Copy every item below word for word, without the pictures.

─── Exercise materials

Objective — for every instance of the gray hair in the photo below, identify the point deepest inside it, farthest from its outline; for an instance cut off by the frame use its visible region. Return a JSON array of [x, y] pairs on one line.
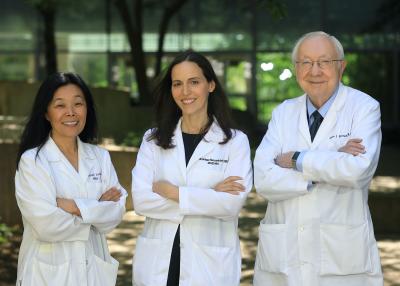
[[338, 46]]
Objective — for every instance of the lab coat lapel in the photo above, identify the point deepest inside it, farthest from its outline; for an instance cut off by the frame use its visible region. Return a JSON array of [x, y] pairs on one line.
[[302, 119], [55, 156], [207, 144], [330, 119], [87, 160], [177, 140]]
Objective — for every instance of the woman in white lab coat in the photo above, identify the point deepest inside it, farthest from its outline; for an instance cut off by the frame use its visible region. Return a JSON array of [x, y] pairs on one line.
[[67, 191], [191, 178]]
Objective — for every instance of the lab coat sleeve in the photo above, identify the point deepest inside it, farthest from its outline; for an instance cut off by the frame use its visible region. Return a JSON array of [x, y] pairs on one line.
[[271, 181], [36, 197], [342, 169], [208, 202], [104, 215], [145, 201]]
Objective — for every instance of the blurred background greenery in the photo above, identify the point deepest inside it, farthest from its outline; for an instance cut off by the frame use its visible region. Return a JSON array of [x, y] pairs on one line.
[[124, 44]]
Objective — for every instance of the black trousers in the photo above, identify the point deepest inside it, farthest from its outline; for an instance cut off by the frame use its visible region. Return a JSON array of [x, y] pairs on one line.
[[174, 263]]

──────

## Written reply
Objective — for every instance of the gray hair in the photo below, identify the point deepest inside it, farthest from its outline; for an instance cut off by the frame use its visible region. Return a JSON array of [x, y] pairs on one line.
[[338, 46]]
Objective — for every instance of the lab coat lapel in the photo above, identify the point deepest inside it, farthest from its outline; for an instance cut off by the frame use its visible region. Return a JSON array of [x, y] pairs on one line.
[[302, 119], [55, 156], [207, 144], [330, 119], [87, 160], [177, 140]]
Objective — for every instance of the woman in white lab coat in the photo above, identify the point deepest inside it, farthest from its outline; for an instance cut off by the frame use its visible region. Return a JSON array of [x, y] pairs on one line.
[[67, 191], [191, 178]]
Objective — for every instance of the lab coat sleeve in the photo above, identify the point deepest inside it, farthest from its outline; for an instance cut off by the frame use its visible region. Return a JSON array of [x, y] pairs on one line.
[[271, 181], [36, 197], [342, 169], [208, 202], [104, 215], [145, 201]]
Objective — for every instance of the blurred background greenery in the photo above, identify the point deepest inside it, farthest from its outline; for an instance cut off by the frame use its visible region. Return a JSON array of [x, y] pairs on one line.
[[124, 44]]
Objective — for every instance of the black trousers in the photo above, identify the point deepest inside it, farthest from its outline; for an instance cut off by the frame use its visible region. Return a JSON array of [x, y] pairs on one line.
[[174, 263]]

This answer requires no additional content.